Ferment Hot, Fast, and Clean Beer with Kveik Norwegian Farmhouse Strains
Brewers are unleashing the potential of these super-yeasts, taking advantage of rapid fermentation to turn around tanks more quickly. Because it happens fast, repeatability requires vigilant data collection.
PRECISION FERMENTATION (SPONSORED)
There’s a trending not-so-new category of super-yeasts in town, and if you haven’t tasted or brewed with them yet, you likely will soon. Called kveik (kuh-vike), they hail from Norway, and their fans say that almost anything your yeast can do, kveik yeast can probably do better.
Why Use Kveik Farmhouse Yeast Strains?
“For the brewer it’s awesome, because it ferments fast and hot, yet so clean you can make most ordinary beer styles with it. The beer doesn’t need to mature very long, either, so you can go from pitch to selling in a week,” says Lars Marius Garshol, a writer who has acquired a cult following in the United States for collecting and promoting 40 kveik yeast cultures he’s found on family farms across Norway.
“For normal people,” Garshol says, “it’s awesome because of this back story of a super-yeast surviving ‘hidden’ in western Norway, passed on from father to son for untold generations.”

(DATA BLOCK)
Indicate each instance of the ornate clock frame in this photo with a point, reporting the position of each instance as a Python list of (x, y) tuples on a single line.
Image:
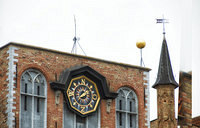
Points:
[(92, 78)]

(WHAT TO DO)
[A] In the kveik article, how many kveik yeast cultures has Lars Marius Garshol collected and promoted?
[B] According to Garshol in the kveik article, why is kveik yeast so good for brewers?
[C] Carry on the kveik article from its final paragraph.

(OUTPUTS BY TASK)
[A] Forty, found on family farms across Norway.

[B] It ferments fast and hot yet stays clean enough for most ordinary beer styles. The beer also needs little maturing, so a brewer can go from pitch to selling in a week.

[C]
Save Time By Fermenting with Kveik
In total, about 100 single- and mixed-strain kveik cultures are sold commercially around the world. These literal farmhouse yeasts—which tend to give off fruity flavors and lend themselves nicely to a vast array of styles, and particularly to NEIPAs—have been documented fermenting at temperatures as high as 107°F (42°C) without any unwanted off-flavors from fermenting too hot, as witnessed by Garshol, Chicago-based Omega Yeast, and others. Because they can ferment so hot, they can also ferment fast—really fast.
As Garshol says, brewers using kveik have cut their fermentation time in half—from two weeks down to one—and he reports watching a dried and dormant strain start visibly fermenting within 30 minutes.
Chicago-based Omega Yeast first brought Garshol’s kveik yeast cultures to this country and currently sells five variations. Laura Burns, Omega’s director of research and development, explains that the high heat jumpstarts the chemical reactions in fermentation.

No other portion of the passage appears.